== Task objective ==
Please reproduce the full listing below word for word, with every line unchanged.

== Supplied material ==
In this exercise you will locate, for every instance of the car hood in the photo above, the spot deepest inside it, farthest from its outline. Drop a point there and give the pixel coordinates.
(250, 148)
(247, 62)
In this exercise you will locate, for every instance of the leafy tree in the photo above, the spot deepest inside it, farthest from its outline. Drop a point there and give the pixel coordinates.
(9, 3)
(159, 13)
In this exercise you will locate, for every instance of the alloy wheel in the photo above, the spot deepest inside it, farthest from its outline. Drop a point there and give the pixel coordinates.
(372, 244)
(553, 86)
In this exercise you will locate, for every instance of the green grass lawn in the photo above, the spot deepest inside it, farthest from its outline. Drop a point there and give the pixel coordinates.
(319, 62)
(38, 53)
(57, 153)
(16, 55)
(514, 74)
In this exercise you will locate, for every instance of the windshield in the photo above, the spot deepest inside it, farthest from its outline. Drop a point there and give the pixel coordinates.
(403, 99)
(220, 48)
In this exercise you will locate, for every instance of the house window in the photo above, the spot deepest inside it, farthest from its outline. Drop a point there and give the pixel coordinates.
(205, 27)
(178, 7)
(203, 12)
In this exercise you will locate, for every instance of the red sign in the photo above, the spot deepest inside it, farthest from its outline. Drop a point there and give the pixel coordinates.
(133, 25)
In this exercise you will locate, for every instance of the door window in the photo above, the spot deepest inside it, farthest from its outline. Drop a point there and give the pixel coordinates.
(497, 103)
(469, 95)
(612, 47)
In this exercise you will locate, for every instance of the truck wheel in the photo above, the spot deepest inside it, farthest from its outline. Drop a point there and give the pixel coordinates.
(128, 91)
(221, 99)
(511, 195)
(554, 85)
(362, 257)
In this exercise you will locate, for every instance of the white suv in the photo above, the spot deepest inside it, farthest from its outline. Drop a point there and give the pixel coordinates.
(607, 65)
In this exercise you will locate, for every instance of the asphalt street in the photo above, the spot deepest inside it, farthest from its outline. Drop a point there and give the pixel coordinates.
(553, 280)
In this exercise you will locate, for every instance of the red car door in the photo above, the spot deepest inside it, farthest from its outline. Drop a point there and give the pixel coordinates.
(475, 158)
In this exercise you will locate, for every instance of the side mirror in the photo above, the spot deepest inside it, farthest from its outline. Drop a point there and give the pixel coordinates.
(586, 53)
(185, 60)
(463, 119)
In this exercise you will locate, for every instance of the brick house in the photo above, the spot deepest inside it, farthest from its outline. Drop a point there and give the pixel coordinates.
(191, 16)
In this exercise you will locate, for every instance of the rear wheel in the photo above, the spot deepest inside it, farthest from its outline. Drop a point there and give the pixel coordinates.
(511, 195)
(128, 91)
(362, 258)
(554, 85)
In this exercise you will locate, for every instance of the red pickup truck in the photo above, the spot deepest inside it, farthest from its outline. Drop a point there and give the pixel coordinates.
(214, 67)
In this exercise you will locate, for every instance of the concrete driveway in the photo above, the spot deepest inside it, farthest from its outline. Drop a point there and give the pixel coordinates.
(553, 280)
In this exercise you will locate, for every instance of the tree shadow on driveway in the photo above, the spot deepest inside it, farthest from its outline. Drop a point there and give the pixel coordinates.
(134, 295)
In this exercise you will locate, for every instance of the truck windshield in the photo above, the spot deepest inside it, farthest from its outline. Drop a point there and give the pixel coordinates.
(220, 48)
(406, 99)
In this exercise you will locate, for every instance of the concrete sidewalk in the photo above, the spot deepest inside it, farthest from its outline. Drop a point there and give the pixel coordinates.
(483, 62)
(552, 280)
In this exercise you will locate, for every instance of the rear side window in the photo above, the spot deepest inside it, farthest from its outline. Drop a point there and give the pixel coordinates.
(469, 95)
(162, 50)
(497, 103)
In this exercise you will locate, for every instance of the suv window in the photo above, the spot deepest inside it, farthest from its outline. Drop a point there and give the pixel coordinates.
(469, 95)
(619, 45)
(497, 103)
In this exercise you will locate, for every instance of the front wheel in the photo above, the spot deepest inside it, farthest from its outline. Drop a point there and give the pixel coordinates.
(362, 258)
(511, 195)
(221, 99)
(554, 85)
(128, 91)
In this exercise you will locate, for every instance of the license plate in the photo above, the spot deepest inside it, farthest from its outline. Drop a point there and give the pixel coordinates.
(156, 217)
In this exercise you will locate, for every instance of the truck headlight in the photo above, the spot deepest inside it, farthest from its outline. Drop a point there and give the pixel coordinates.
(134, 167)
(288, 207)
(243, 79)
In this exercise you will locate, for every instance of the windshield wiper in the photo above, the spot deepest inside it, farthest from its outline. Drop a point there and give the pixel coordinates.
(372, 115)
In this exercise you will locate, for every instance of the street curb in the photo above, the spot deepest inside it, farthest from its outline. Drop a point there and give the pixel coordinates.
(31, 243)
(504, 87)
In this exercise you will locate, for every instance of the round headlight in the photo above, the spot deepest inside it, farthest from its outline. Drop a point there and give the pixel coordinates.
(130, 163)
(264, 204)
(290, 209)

== Completed task ==
In this exercise you will locate, for every instance of the car hood in the photo above, the spot deepest inside it, farthest from its outline. Drop a point there and give the pixel coordinates.
(250, 148)
(247, 62)
In this exercise you will locate, for every instance of the leafy tree in the photo above, the spot deepest inside it, farthest from its outline. Drop a point there and give the pixel coordinates.
(9, 3)
(159, 13)
In this exercise you will locate, for every instance of the alloy wheel in the photo above, the spot deepest inside it, farthest from its outline. Drop a point there and give the pixel coordinates.
(372, 244)
(553, 86)
In this exercise you will locate, for every instance of the green grass lawn in the photo above, the spot deepest inside it, farthest from its outline. Drop a point there and give the pixel coordinates.
(319, 62)
(38, 53)
(57, 153)
(16, 55)
(514, 74)
In this exercise you will locate, for every instance of the windshield in the photo above, the spot deepest inside it, farthest from its outline. Drop a point there and give the pixel coordinates.
(403, 99)
(220, 48)
In this exercise you will locate, for every instance of the house window in the photo above, the spot deepest inside it, farthest from its outline. Drop a point there and give the pixel coordinates.
(205, 27)
(178, 7)
(203, 12)
In this exercise you will locate, for every instance of the red sign in the photo above, the spot deepest inside it, farthest from its outline. Drop a point there and give the pixel coordinates.
(133, 25)
In this exercise you will locate, for every instance of the door window in the photo above, the spot deepest inside it, farthest from its outline. Drop a point there and give the pixel coordinates.
(497, 103)
(469, 95)
(612, 47)
In this exercise you will locate, for every instance of the truck wheel in the photo above, the spot deepest inside it, farthest from its outline. Drop a point there and give the pixel coordinates.
(128, 91)
(221, 99)
(511, 195)
(554, 85)
(362, 257)
In this exercise you will locate, for every instance of the white suv in the photo above, the spot deepest inside it, farthest from its outline. Drop a point there and give the pixel coordinates.
(607, 65)
In this exercise you will locate, for every instance of the asphalt street in the photo above, the spot deepest inside it, farthest from its outline. Drop a point there and give the pixel coordinates.
(553, 280)
In this exercise you will locate, for every instance of the red car door in the photo above, the spot deepest inside it, farthest from its outline. Drop a point there and give the pixel coordinates.
(475, 158)
In this exercise you will locate, for every instance of the side mirror in the photo above, the spot deepest inside it, farthest from its outline. Drop a point there and give the pixel coordinates.
(586, 53)
(185, 60)
(463, 119)
In this exercise you will locate, for every instance of the brick house in the photo above, the spot deepest inside it, farthest from its outline. Drop a point there and give the pixel coordinates.
(191, 16)
In this exercise you will locate, for every instance of the rear wheel in the photo above, the spot deepest inside it, farthest from its outline. Drop a point there and give the pixel coordinates.
(511, 195)
(128, 91)
(362, 258)
(554, 85)
In this exercise you will locate, for every instance of the red pickup truck in the photo above, the spot deepest inside it, farthest from its outline. Drop a point there and give the pixel coordinates.
(214, 67)
In this exercise you will locate, for every instance of the concrete driveway in the photo above, the spot deepest inside it, farthest from its outline. Drop a point there and give the pixel coordinates.
(553, 280)
In this exercise you will locate, for every instance of the tree shadow on driveway in the photo above, the spot deepest inside it, farthest from its outline. Drop a point there and give the pixel coordinates.
(134, 295)
In this exercise you will locate, for every instance of the truck windshield in the photo above, the spot deepest inside it, farthest from its outline. Drop a point there and give the pixel coordinates.
(220, 48)
(406, 99)
In this exercise you will locate, for every instance of the concrete sidewalk in the photo above, the spot deepest inside it, farthest from its outline. Drop a point there and give the pixel coordinates.
(483, 62)
(552, 280)
In this exercise you will locate, for every instance of the rear side window in the photo above, the spot deepest inside it, farthest from its outline. Drop a point there and give the pixel coordinates.
(469, 95)
(162, 50)
(497, 103)
In this exercise you will locate, for every instance of the suv window in the photo above, the spot deepest inside it, farthest from its outline. Drop a point there and give the pixel coordinates.
(469, 95)
(619, 45)
(497, 103)
In this exercise you will locate, for every instance of the front wheel in the photo above, the spot deepest inside it, farthest from its outline. Drop a point there and give the pixel coordinates.
(362, 258)
(511, 195)
(221, 99)
(554, 85)
(128, 91)
In this exercise you will locate, for every instance of the license plate in the photo above, the spot deepest inside it, farthest from its outline. Drop a point there and give the pixel coordinates.
(156, 217)
In this exercise you will locate, for every instance of the truck headlight in the photo above, the spot deepest inside it, farthest from its outline. Drop a point there and give the pixel coordinates.
(134, 167)
(288, 207)
(243, 79)
In this exercise you will locate, for every instance of the windshield wiper in the photo above, the spot deepest inside it, farthest from its outline. Drop a point there and give the pixel coordinates.
(372, 115)
In this exercise you will locate, for every instance of the street curb in the photo above, the spot deepest inside it, farthest from its outline. Drop a point there and give the pixel coordinates.
(31, 243)
(504, 87)
In this exercise you will locate, for every instance of the round headlight in the photo above, the spot deepest inside it, farthest from its outline. Drop a point there and give the pixel coordinates.
(130, 163)
(264, 204)
(290, 209)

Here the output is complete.